### Goal
In the records below, find the line containing "Could you point out the red shirt"; copy exactly that line and all lines after it to the end, and nothing else.

### Material for the task
==============================

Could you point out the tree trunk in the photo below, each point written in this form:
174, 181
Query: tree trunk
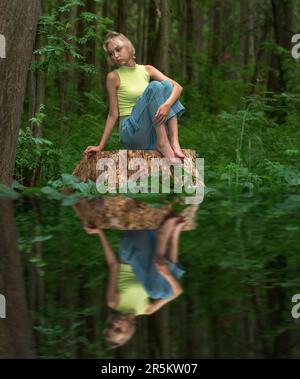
182, 26
151, 32
282, 11
139, 35
163, 61
18, 22
244, 32
197, 38
122, 9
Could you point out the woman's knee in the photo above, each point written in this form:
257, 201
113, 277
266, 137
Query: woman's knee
167, 84
156, 86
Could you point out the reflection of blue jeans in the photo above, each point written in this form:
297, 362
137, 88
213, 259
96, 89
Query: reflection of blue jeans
138, 248
137, 131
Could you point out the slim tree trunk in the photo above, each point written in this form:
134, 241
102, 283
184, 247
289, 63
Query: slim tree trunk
122, 10
282, 11
163, 61
18, 22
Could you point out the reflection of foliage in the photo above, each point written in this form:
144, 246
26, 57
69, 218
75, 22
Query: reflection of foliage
244, 251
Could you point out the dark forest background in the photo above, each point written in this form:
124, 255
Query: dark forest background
241, 93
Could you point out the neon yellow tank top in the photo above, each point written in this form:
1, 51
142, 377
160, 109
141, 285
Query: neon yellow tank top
133, 297
133, 81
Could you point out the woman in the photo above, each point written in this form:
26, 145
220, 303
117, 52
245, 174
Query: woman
148, 112
143, 279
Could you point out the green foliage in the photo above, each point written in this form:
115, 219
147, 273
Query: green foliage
29, 150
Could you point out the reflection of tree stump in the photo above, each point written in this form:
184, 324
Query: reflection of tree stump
86, 168
120, 212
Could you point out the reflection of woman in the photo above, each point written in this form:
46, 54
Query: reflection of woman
144, 278
148, 112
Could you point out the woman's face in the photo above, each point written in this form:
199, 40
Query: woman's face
118, 328
119, 52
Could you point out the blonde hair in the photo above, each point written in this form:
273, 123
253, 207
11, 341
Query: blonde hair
118, 339
118, 37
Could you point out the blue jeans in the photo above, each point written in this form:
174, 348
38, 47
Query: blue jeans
137, 248
137, 131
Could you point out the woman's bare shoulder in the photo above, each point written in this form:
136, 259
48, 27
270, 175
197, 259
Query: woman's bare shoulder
113, 78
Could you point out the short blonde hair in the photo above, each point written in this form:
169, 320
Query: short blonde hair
117, 37
117, 339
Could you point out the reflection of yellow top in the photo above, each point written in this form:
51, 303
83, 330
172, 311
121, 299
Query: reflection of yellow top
133, 297
133, 81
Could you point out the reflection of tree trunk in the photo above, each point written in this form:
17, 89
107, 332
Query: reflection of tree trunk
161, 322
18, 23
259, 325
16, 339
37, 298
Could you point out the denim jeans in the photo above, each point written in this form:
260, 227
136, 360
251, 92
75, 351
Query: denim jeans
137, 131
138, 248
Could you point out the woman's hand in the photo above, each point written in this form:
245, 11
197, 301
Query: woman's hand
91, 149
162, 113
161, 265
91, 229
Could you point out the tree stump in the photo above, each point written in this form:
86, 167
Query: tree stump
124, 213
86, 168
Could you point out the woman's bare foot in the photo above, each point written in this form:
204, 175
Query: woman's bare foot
168, 153
179, 225
177, 149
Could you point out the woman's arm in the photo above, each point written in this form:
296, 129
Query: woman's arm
112, 294
155, 74
113, 115
163, 110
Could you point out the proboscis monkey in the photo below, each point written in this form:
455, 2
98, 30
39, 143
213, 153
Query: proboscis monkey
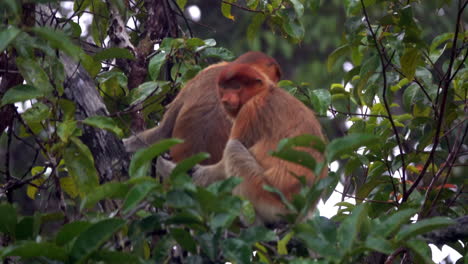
263, 115
196, 114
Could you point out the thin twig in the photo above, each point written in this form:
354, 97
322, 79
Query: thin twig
387, 107
445, 90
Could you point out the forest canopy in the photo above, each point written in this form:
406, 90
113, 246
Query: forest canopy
387, 79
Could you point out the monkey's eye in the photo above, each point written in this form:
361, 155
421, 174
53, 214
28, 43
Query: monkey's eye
234, 86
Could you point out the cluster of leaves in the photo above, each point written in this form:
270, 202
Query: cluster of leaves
405, 98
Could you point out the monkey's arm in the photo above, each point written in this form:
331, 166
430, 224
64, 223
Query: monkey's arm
202, 175
152, 135
239, 161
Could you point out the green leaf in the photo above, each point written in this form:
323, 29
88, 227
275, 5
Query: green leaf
31, 249
184, 239
393, 222
226, 9
282, 243
58, 40
179, 199
218, 53
181, 4
105, 256
69, 231
27, 227
411, 96
294, 28
104, 122
111, 53
287, 150
142, 158
380, 244
68, 129
409, 61
256, 234
7, 36
237, 250
34, 75
336, 55
422, 227
145, 90
298, 7
37, 113
321, 99
194, 44
80, 164
137, 194
8, 219
421, 250
92, 67
189, 163
254, 26
348, 145
350, 227
155, 64
21, 93
440, 39
92, 238
107, 190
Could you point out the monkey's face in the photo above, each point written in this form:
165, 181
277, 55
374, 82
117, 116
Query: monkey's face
236, 85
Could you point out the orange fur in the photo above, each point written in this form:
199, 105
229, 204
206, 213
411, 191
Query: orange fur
263, 115
196, 115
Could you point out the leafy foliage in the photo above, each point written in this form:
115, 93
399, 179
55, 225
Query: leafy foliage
399, 109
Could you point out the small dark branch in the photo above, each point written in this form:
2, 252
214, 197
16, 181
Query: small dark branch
181, 13
446, 85
243, 7
36, 155
454, 127
395, 254
7, 163
460, 66
356, 114
366, 200
448, 164
387, 107
29, 130
453, 233
395, 190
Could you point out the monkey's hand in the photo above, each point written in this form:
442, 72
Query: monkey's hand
133, 143
239, 160
164, 167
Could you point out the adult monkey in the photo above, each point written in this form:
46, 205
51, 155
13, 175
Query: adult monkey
263, 115
196, 114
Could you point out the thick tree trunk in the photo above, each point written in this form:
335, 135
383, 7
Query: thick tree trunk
111, 160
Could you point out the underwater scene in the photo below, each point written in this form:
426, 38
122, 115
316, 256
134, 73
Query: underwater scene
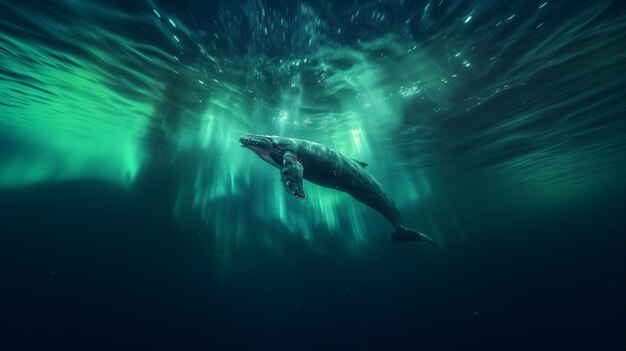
312, 175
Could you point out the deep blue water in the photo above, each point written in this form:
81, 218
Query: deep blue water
130, 218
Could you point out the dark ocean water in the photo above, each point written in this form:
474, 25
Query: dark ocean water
130, 218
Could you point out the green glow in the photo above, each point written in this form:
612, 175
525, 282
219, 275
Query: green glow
425, 116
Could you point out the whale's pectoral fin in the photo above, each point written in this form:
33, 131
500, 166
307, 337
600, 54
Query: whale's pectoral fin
291, 175
363, 164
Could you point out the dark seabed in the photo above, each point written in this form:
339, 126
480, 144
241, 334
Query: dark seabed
130, 218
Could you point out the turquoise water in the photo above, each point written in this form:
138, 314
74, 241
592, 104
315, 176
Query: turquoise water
498, 128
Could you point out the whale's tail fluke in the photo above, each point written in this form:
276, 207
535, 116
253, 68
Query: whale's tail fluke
406, 234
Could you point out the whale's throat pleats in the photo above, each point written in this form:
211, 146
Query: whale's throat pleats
270, 155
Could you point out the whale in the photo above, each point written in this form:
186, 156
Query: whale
300, 160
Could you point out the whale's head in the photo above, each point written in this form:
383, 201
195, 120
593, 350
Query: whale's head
269, 147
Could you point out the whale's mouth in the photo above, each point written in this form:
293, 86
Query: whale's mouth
263, 147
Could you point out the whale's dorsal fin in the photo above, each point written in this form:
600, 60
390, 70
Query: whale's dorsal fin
363, 164
291, 175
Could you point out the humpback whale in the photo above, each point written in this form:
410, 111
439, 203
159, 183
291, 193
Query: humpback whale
302, 159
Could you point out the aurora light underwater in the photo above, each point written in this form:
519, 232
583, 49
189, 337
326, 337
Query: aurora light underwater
484, 120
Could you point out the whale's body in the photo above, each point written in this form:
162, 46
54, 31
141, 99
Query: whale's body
302, 159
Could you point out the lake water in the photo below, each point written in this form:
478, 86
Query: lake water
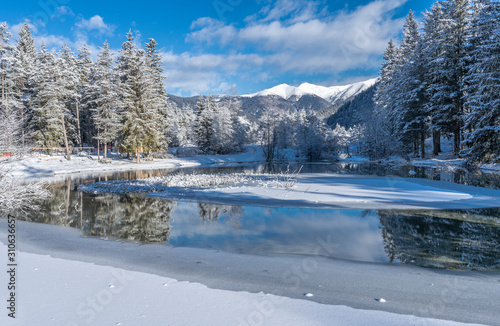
452, 239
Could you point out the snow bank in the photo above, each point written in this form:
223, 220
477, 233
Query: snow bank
55, 291
308, 190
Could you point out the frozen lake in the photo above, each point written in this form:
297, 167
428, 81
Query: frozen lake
451, 239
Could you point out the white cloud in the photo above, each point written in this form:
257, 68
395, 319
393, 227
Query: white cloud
299, 36
62, 11
14, 29
210, 29
200, 74
95, 23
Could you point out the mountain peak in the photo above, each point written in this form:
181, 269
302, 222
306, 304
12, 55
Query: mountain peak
331, 94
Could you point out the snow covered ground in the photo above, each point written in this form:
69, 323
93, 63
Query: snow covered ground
63, 292
45, 167
307, 191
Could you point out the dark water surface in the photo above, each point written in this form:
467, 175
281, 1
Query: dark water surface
452, 239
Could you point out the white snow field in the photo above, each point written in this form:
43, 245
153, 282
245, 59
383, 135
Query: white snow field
309, 191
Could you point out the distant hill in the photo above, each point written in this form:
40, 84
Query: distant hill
353, 111
306, 96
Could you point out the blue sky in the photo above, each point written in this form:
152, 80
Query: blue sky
212, 46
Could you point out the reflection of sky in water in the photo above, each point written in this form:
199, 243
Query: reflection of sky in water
281, 231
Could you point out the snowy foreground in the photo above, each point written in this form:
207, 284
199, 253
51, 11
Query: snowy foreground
64, 292
99, 282
306, 191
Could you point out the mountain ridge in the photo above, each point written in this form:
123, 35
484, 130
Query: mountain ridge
331, 94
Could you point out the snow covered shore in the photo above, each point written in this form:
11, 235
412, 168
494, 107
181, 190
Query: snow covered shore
66, 279
309, 191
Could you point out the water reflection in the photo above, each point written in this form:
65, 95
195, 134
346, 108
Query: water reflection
443, 239
456, 239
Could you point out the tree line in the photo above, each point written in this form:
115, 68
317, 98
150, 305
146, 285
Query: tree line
53, 99
442, 80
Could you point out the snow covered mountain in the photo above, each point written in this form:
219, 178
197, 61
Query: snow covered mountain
332, 94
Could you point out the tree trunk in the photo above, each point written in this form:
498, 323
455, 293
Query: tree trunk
78, 124
68, 191
65, 137
436, 142
422, 143
456, 145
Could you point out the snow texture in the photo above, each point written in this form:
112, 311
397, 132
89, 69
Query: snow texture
308, 190
62, 292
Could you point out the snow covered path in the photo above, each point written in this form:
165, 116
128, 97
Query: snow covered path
96, 282
313, 191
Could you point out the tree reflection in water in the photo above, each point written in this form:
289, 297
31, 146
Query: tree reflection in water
453, 239
130, 218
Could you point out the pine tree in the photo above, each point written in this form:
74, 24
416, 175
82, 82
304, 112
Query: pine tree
387, 89
141, 120
410, 113
447, 70
70, 80
10, 106
483, 91
434, 27
48, 103
204, 124
157, 97
85, 66
23, 71
105, 101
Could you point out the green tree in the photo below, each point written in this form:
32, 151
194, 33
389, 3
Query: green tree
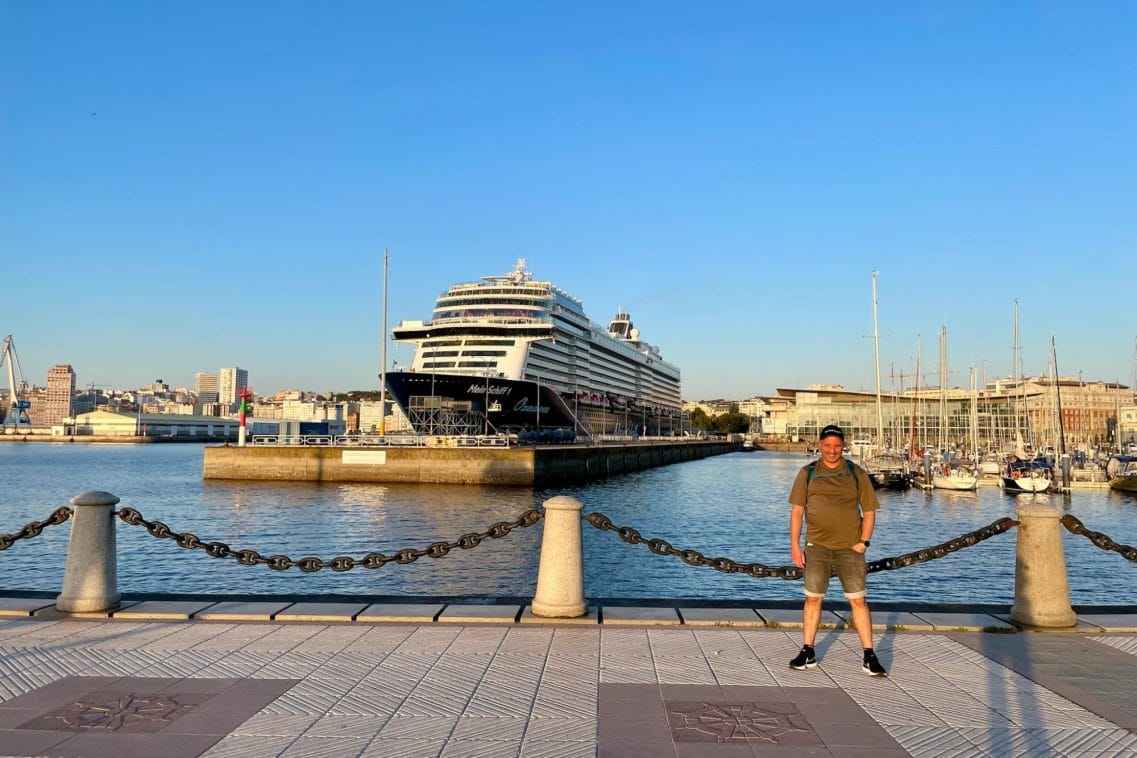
732, 423
700, 421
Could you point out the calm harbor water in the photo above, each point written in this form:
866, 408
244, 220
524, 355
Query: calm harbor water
732, 506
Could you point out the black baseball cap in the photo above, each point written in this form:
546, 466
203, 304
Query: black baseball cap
831, 430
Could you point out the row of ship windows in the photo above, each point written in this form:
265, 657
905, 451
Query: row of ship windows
496, 313
533, 300
461, 364
456, 343
469, 353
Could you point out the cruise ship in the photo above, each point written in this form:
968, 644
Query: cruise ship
509, 355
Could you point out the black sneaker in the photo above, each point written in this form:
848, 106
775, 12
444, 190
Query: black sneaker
804, 659
872, 666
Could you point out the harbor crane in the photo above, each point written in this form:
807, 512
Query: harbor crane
16, 413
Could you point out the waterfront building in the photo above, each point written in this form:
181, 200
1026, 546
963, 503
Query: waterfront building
1006, 411
230, 384
1127, 425
371, 414
60, 392
108, 423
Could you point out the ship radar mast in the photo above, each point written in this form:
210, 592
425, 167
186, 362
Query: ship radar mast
520, 273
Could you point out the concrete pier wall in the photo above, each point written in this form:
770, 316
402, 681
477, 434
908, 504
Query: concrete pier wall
514, 466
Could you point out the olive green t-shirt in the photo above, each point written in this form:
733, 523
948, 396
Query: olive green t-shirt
832, 518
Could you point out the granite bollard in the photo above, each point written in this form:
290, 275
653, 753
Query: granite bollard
1042, 589
91, 575
561, 572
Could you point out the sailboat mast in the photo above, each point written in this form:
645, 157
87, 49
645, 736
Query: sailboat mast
876, 349
915, 398
382, 368
943, 389
1057, 397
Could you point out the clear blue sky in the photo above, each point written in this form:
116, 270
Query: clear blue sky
185, 186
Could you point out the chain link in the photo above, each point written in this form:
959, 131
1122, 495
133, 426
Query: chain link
761, 571
1101, 540
309, 565
58, 516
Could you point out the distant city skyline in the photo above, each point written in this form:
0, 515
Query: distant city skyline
214, 185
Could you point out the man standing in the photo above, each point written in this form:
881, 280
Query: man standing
836, 500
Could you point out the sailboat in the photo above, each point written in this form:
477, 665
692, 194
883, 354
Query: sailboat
1122, 473
887, 471
1023, 473
955, 474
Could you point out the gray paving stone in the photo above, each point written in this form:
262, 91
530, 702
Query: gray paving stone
321, 611
405, 613
744, 617
473, 614
896, 621
636, 616
1111, 622
241, 611
162, 609
23, 607
952, 622
791, 619
590, 618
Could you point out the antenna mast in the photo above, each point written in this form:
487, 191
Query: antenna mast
876, 349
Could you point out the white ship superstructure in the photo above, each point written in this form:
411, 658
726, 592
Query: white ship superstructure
511, 328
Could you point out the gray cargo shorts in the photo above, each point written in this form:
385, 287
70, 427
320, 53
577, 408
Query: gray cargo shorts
820, 564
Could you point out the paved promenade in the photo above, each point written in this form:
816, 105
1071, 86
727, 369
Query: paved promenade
189, 679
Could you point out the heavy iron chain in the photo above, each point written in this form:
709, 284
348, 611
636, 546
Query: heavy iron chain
1101, 540
760, 571
338, 564
58, 516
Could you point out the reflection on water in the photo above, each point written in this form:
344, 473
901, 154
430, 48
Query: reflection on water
732, 506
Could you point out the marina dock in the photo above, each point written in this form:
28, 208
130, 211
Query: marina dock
446, 464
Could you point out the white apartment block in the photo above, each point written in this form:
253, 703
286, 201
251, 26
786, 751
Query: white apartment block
205, 386
230, 383
59, 400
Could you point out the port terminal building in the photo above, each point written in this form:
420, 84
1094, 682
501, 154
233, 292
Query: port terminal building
1088, 415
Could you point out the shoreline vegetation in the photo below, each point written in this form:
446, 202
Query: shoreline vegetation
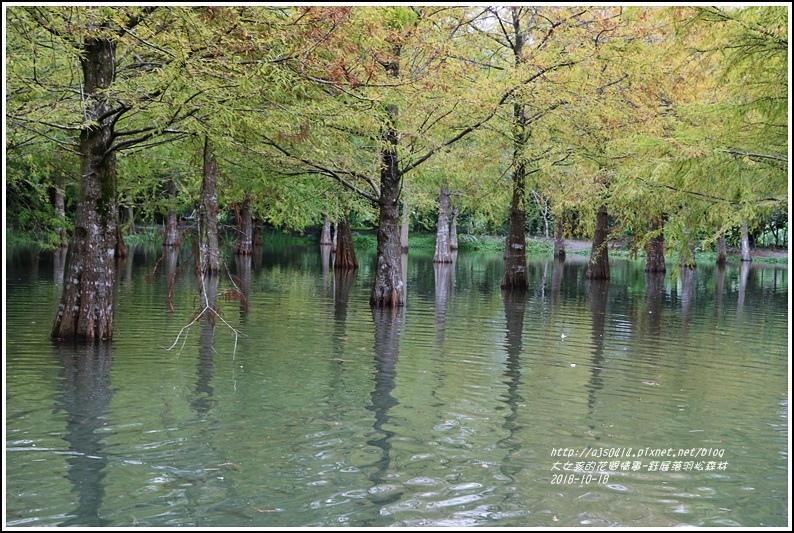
366, 239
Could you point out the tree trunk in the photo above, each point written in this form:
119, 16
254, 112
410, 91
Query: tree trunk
86, 309
654, 249
559, 237
687, 259
388, 289
171, 230
257, 238
325, 235
453, 230
406, 217
745, 242
598, 267
345, 257
443, 252
722, 249
245, 229
208, 214
515, 257
60, 210
121, 246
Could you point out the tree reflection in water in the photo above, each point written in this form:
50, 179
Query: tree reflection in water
85, 396
388, 327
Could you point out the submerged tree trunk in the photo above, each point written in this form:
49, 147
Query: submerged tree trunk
654, 249
559, 237
86, 309
746, 257
208, 214
722, 249
443, 252
388, 289
598, 267
325, 235
171, 230
245, 229
345, 257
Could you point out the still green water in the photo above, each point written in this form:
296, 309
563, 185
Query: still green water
638, 402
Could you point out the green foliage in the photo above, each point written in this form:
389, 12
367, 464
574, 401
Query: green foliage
680, 112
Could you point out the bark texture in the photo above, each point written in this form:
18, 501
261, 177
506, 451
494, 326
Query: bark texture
86, 309
245, 229
746, 257
515, 257
654, 249
559, 238
453, 230
722, 250
171, 230
598, 267
388, 289
443, 250
406, 216
325, 235
208, 214
345, 257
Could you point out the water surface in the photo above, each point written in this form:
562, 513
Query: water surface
304, 407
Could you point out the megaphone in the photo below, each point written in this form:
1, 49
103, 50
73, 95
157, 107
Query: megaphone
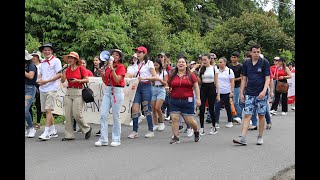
105, 56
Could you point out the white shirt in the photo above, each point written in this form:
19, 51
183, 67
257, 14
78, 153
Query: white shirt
208, 75
224, 80
161, 76
48, 71
145, 69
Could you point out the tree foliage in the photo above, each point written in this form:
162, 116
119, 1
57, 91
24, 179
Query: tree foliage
174, 26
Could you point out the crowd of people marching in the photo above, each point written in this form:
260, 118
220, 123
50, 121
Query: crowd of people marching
164, 93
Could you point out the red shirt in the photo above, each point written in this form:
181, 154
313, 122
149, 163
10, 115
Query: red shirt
90, 74
182, 86
75, 74
119, 70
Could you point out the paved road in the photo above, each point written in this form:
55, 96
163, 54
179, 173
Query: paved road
214, 157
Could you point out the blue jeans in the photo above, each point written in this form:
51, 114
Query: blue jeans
236, 101
217, 107
30, 93
106, 104
143, 96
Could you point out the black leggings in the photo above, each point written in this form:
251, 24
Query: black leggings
284, 100
38, 106
207, 92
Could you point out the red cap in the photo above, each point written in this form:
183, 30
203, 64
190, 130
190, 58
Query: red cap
141, 48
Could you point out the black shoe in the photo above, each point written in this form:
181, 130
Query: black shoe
175, 140
88, 134
253, 128
98, 133
196, 136
67, 139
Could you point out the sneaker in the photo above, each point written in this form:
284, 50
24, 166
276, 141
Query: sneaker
197, 136
202, 133
99, 143
217, 125
98, 133
259, 141
229, 125
236, 120
181, 128
268, 126
114, 144
189, 132
149, 134
156, 127
133, 135
32, 133
53, 133
273, 112
213, 130
44, 136
175, 140
240, 140
161, 127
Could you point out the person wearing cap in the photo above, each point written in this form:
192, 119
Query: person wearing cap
281, 75
29, 92
256, 79
113, 97
36, 60
49, 83
236, 68
75, 75
181, 84
146, 74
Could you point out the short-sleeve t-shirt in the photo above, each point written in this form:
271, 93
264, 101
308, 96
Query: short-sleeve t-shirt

==============================

### Exercise solution
Could you point out the red shirt in the photo above, each point written in this form:
181, 154
313, 122
149, 163
10, 115
Query: red shirt
90, 74
182, 86
75, 74
119, 70
Could you point out the paved road in the photo above, each point written in this form:
55, 96
163, 54
179, 173
Query: paved road
214, 157
Could you point out the blue jeans in the photo above, each point written in this form:
51, 114
Query: blue jeans
236, 101
217, 107
30, 93
106, 104
143, 96
Could you point out the black leggings in the photo above, each point written in this form:
251, 24
Query: black leggings
284, 100
38, 106
207, 92
Could you point out the red cap in the photo above, each point written in this form:
183, 30
203, 64
190, 130
190, 58
Query: red cap
141, 48
Could you point out the black shoe in the photo above, each point written in this form:
181, 130
Query: black shoe
175, 140
88, 134
253, 128
98, 133
196, 136
67, 139
Could you point out the sneaker in the photo above, each point written in this form:
284, 50
24, 166
276, 141
Query: sneaker
197, 136
202, 133
99, 143
217, 125
98, 133
259, 141
229, 125
236, 120
181, 128
268, 126
114, 144
189, 132
149, 134
156, 127
133, 135
32, 133
53, 133
273, 112
213, 130
44, 136
175, 140
240, 140
161, 127
Could you point out the person wearing cap in the photo above, each point written in this form:
192, 119
Query: person wearing cap
281, 75
29, 92
256, 79
113, 97
36, 60
49, 83
236, 68
75, 75
181, 84
146, 74
Could you point out the short-sleeve t-shirt in the photo above, each point written in this form:
271, 93
264, 101
308, 96
Query: short-sleeve t-shirt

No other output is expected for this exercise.